--- Assigned task ---
Return the records below exactly; pictures stay out.

--- Exercise material ---
=====

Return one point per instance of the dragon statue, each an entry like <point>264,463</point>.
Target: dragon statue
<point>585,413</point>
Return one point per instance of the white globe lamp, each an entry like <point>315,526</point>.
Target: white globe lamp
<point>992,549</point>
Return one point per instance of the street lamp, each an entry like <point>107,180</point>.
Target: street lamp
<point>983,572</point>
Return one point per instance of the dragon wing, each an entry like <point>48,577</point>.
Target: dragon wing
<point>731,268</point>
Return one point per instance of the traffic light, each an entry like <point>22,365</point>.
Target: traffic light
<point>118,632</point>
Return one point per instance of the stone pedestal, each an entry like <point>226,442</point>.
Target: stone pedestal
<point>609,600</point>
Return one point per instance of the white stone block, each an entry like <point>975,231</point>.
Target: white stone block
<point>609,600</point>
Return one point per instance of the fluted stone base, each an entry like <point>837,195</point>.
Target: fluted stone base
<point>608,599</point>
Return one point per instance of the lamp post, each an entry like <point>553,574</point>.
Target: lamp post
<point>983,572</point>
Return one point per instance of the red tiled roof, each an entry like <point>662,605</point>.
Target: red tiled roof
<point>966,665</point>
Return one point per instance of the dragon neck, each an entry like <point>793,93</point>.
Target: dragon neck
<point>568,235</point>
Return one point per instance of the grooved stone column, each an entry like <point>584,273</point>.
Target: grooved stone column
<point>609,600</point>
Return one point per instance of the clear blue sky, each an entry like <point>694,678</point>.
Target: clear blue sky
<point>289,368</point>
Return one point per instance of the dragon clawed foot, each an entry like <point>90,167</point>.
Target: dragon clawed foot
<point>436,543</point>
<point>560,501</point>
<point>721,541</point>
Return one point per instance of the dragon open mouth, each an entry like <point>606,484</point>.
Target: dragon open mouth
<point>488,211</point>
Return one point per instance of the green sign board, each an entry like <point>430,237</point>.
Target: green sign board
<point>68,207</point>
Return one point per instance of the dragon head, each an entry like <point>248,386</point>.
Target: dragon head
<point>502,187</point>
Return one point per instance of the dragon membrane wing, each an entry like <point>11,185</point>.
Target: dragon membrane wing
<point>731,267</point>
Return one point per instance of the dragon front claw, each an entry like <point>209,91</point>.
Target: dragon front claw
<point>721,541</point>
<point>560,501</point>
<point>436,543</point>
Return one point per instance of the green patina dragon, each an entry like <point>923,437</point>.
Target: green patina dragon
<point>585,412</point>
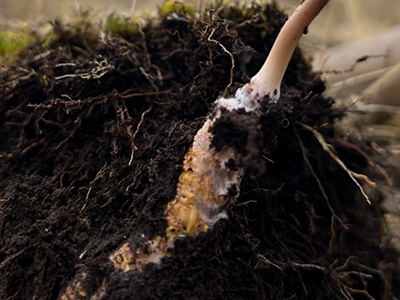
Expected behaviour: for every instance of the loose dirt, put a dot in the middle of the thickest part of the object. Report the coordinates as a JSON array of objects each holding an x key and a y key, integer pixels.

=====

--- Final answer ---
Return one point per instance of the dragon statue, each an entry like <point>264,463</point>.
Target: dragon statue
<point>585,413</point>
Return one point per instance of the white globe lamp, each an entry like <point>315,526</point>.
Target: white globe lamp
<point>992,549</point>
Return one point per instance of the street lamp, each an entry like <point>107,180</point>.
Target: street lamp
<point>983,572</point>
Return one point per instance of the dragon wing, each an entry like <point>48,577</point>.
Target: dragon wing
<point>731,268</point>
Return one point per instance of the traffic light, each an entry like <point>22,365</point>.
Target: traffic light
<point>118,632</point>
Return one point per instance of the stone pedestal, each an entry like <point>226,442</point>.
Target: stone pedestal
<point>609,600</point>
Return one point per instance of the white stone block, each an entry like <point>975,231</point>.
Target: white stone block
<point>609,600</point>
Return one point per instance of the fluted stone base, each an entry like <point>837,195</point>.
Target: fluted stone base
<point>608,599</point>
Return one point per instance of the lamp post, each an entry like <point>553,574</point>.
Target: lamp post
<point>983,572</point>
Return one point per instance of the red tiled roof, each an entry like <point>662,605</point>.
Target: red tiled roof
<point>966,665</point>
Return one point per instance of the dragon neck, each an entry like <point>793,93</point>.
Target: dragon neck
<point>568,235</point>
Return one point per instance of the grooved stone column, each an entry like <point>584,273</point>.
Target: grooved stone column
<point>609,600</point>
Return one point per instance of the clear blue sky, each an entry like <point>694,678</point>.
Target: clear blue sky
<point>289,368</point>
Return one point per instance of the dragon clawed foot, each an entry like <point>90,167</point>.
Target: dragon clawed foot
<point>436,543</point>
<point>560,501</point>
<point>721,541</point>
Return one point per instance of the dragon open mouth, each an entry like <point>606,484</point>.
Target: dragon open mouth
<point>488,211</point>
Return one point per instance of the green sign board, each an entry like <point>430,237</point>.
Target: green sign board
<point>68,207</point>
Return one point per instance of the dragon head, each an entry like <point>248,386</point>.
Target: dragon head
<point>502,187</point>
Return one point per instance of the dragon membrane wing, each an entry like <point>11,185</point>.
Target: dragon membrane wing
<point>731,267</point>
Return one point per instance of the dragon front claw, each an entry like <point>209,91</point>.
Target: dragon front claw
<point>721,541</point>
<point>560,501</point>
<point>436,543</point>
Return one point per instance of the green patina dragon, each an entry like <point>923,437</point>.
Target: green patina dragon
<point>585,412</point>
Expected behaviour: for every instance of the loose dirt, put a dot in the middle of the thickest part of the object. Report the coordinates as a JSON array of objects each holding an x key and a y key, integer pixels.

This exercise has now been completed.